**INSTRUCTIONS TO FOLLOW**
Write out the material below exactly, beginning at the line that contains "Target: fieldstone wall" and ending with its last line, both ends included; write nothing else.

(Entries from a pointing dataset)
= = = = =

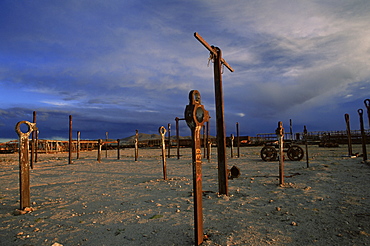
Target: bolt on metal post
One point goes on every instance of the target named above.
(162, 131)
(24, 164)
(280, 136)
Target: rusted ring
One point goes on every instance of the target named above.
(31, 127)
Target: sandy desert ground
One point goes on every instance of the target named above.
(123, 202)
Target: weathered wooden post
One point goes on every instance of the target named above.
(232, 145)
(195, 116)
(136, 144)
(306, 143)
(24, 164)
(363, 135)
(78, 147)
(349, 137)
(118, 148)
(70, 141)
(280, 136)
(218, 61)
(99, 150)
(162, 131)
(238, 139)
(33, 145)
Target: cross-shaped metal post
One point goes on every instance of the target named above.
(220, 122)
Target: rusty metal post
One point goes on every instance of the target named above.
(306, 143)
(78, 147)
(118, 148)
(106, 144)
(33, 142)
(363, 135)
(195, 116)
(24, 165)
(216, 54)
(136, 145)
(232, 145)
(349, 137)
(238, 139)
(162, 131)
(99, 150)
(169, 140)
(367, 105)
(70, 141)
(280, 136)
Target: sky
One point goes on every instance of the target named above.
(117, 66)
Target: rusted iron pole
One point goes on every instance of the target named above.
(349, 137)
(136, 145)
(238, 139)
(78, 147)
(363, 135)
(306, 143)
(33, 142)
(106, 144)
(367, 105)
(280, 136)
(70, 141)
(195, 116)
(99, 150)
(232, 145)
(118, 148)
(220, 122)
(162, 131)
(169, 140)
(24, 164)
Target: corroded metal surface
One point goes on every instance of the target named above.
(24, 164)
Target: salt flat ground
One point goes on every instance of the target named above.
(123, 202)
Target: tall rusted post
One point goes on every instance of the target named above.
(232, 145)
(33, 142)
(349, 137)
(238, 139)
(169, 140)
(78, 147)
(136, 144)
(70, 141)
(162, 131)
(99, 150)
(218, 61)
(367, 105)
(306, 143)
(280, 136)
(363, 135)
(24, 165)
(106, 144)
(118, 148)
(195, 116)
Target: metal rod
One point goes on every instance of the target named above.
(363, 135)
(280, 136)
(349, 137)
(70, 141)
(24, 164)
(162, 131)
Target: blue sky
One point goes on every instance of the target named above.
(117, 66)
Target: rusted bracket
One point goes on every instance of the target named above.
(212, 50)
(280, 135)
(24, 164)
(363, 135)
(196, 116)
(162, 131)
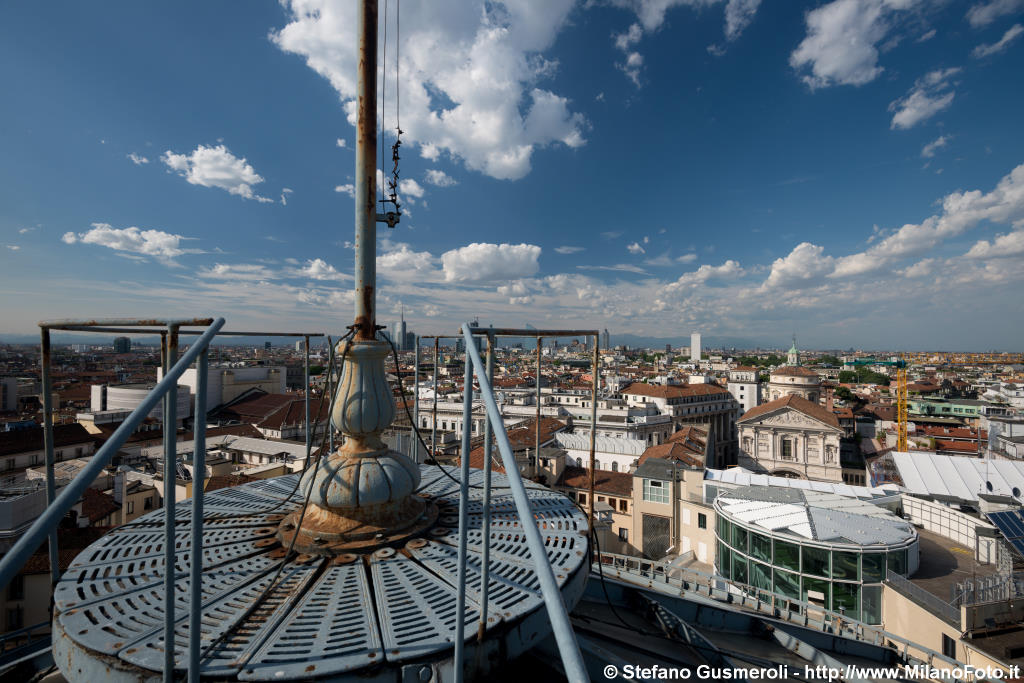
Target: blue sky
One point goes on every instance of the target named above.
(850, 170)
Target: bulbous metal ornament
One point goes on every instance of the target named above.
(363, 494)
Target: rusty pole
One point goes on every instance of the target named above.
(47, 383)
(366, 172)
(593, 432)
(537, 431)
(433, 417)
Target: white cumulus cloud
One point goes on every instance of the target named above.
(984, 13)
(841, 46)
(930, 94)
(158, 244)
(1010, 36)
(471, 76)
(929, 150)
(439, 178)
(804, 266)
(491, 262)
(216, 167)
(1004, 246)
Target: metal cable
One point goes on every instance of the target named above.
(305, 467)
(291, 546)
(416, 427)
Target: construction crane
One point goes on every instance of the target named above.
(901, 441)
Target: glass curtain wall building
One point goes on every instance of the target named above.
(815, 547)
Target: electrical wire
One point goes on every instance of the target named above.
(305, 466)
(416, 427)
(298, 526)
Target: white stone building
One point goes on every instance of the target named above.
(792, 436)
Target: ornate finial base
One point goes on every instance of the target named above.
(326, 531)
(363, 497)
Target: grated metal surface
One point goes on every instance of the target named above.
(323, 617)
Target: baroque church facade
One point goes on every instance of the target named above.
(792, 434)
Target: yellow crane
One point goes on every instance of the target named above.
(901, 442)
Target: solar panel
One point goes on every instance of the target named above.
(1011, 523)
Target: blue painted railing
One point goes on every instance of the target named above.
(562, 629)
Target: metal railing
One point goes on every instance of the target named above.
(561, 627)
(657, 573)
(165, 390)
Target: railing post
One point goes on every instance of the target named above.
(485, 524)
(593, 440)
(433, 418)
(170, 478)
(305, 390)
(48, 447)
(23, 549)
(537, 431)
(329, 391)
(467, 409)
(199, 479)
(416, 404)
(558, 615)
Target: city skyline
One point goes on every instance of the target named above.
(861, 191)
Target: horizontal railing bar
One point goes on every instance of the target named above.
(621, 563)
(257, 334)
(118, 322)
(27, 545)
(133, 331)
(508, 332)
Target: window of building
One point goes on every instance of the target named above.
(15, 589)
(948, 646)
(655, 491)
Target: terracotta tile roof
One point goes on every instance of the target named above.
(794, 371)
(254, 408)
(672, 452)
(520, 438)
(226, 481)
(294, 413)
(96, 505)
(616, 483)
(691, 434)
(476, 461)
(22, 440)
(672, 390)
(795, 402)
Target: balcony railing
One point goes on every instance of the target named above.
(166, 391)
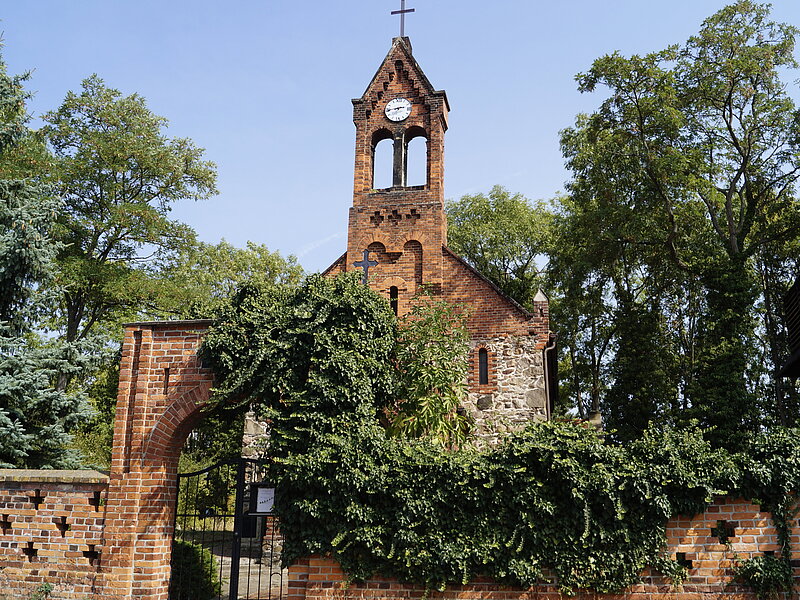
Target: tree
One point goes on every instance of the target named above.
(203, 277)
(35, 418)
(117, 175)
(692, 161)
(503, 236)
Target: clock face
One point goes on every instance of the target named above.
(397, 109)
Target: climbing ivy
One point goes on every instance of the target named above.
(554, 502)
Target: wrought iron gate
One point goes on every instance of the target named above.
(227, 543)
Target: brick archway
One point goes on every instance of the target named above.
(163, 387)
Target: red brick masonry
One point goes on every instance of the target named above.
(53, 530)
(320, 578)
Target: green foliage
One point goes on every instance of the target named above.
(639, 396)
(35, 418)
(194, 572)
(118, 175)
(554, 501)
(202, 277)
(313, 358)
(431, 355)
(767, 576)
(682, 209)
(502, 235)
(94, 438)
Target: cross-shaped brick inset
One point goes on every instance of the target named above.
(92, 554)
(29, 551)
(37, 499)
(365, 264)
(62, 525)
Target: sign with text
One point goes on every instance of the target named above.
(262, 499)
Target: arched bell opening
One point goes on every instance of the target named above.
(416, 156)
(383, 151)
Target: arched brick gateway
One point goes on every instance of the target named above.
(162, 389)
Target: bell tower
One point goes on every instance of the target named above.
(403, 227)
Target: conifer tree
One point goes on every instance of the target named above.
(35, 418)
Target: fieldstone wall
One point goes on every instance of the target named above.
(515, 394)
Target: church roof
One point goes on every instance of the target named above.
(403, 45)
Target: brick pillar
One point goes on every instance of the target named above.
(162, 388)
(298, 579)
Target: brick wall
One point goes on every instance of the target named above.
(163, 387)
(51, 531)
(320, 578)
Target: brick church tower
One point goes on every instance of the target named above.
(398, 236)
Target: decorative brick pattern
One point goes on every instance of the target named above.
(320, 578)
(46, 541)
(163, 386)
(405, 230)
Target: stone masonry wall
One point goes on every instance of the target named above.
(51, 531)
(515, 394)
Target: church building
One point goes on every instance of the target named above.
(397, 237)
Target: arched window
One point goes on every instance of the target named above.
(483, 366)
(382, 159)
(416, 156)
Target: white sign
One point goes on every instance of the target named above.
(265, 499)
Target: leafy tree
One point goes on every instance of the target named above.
(202, 277)
(504, 236)
(118, 175)
(35, 418)
(692, 160)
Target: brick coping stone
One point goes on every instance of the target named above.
(52, 476)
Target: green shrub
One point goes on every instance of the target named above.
(194, 573)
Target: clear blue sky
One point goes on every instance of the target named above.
(265, 88)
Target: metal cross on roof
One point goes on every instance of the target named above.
(365, 264)
(402, 12)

= = = = =

**ANSWER TO THE TASK**
Target: fieldstone wall
One point goes on every instance of the target named above.
(515, 394)
Target: church roof
One point goes on every instance of the target named above.
(403, 45)
Target: brick pillar
One point goes on every instance of the target named above.
(162, 388)
(298, 579)
Target: brick wall
One point goes on every instance of the target named above.
(163, 387)
(51, 531)
(320, 578)
Target: brick church tower
One point goes on every instance of the target named above.
(398, 236)
Target: decorative brick pattern
One point goes on every instance of the target named above.
(320, 578)
(46, 541)
(163, 386)
(405, 230)
Target: stone masonry wall
One point goes on every instance of the target named above.
(51, 531)
(515, 394)
Target: church building
One point goes on every instance of the target named above.
(397, 237)
Target: arched window
One point goes on every instance of the target named above.
(483, 366)
(382, 159)
(416, 156)
Target: white sign
One point goes on every instance of the target named above.
(265, 499)
Target: leafy tree
One point goes on every instance of the target named above.
(202, 277)
(504, 236)
(118, 175)
(35, 418)
(692, 160)
Target: brick coping stone
One point goes on every instance of the target named above.
(52, 476)
Target: green shrub
One point goes on every instance of the target named above.
(194, 573)
Target: clear blue sky
One point goes on every instance of the target named above.
(265, 88)
Target: metal cross on roof
One point goes on every instance of the target named above.
(365, 264)
(402, 12)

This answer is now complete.